Record extracts
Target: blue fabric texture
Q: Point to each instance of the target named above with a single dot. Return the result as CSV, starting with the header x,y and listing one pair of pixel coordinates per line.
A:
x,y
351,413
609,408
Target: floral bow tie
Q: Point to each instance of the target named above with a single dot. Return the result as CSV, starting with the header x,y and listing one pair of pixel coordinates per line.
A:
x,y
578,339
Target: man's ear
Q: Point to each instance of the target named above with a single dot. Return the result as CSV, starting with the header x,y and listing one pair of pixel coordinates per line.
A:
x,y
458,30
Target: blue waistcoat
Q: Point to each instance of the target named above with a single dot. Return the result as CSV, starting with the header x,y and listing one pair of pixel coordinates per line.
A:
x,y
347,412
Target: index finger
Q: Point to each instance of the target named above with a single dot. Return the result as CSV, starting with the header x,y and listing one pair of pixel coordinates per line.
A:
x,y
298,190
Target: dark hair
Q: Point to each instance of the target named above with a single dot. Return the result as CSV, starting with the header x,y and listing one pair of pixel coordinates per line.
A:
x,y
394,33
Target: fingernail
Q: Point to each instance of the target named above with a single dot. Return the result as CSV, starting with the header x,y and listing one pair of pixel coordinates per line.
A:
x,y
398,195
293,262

...

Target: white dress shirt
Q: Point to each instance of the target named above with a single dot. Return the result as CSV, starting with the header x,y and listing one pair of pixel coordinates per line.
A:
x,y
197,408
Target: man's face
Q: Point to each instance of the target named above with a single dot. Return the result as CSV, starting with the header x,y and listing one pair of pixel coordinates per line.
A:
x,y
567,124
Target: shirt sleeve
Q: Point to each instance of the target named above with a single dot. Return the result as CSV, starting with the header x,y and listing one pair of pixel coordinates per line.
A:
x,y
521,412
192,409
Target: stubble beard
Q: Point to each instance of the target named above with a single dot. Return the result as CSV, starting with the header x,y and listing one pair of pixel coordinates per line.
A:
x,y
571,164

What you need to do
Extract each line of the entries above that contains the string "shirt". Case counts.

Finished answer
Target: white dress shirt
Target: shirt sleeve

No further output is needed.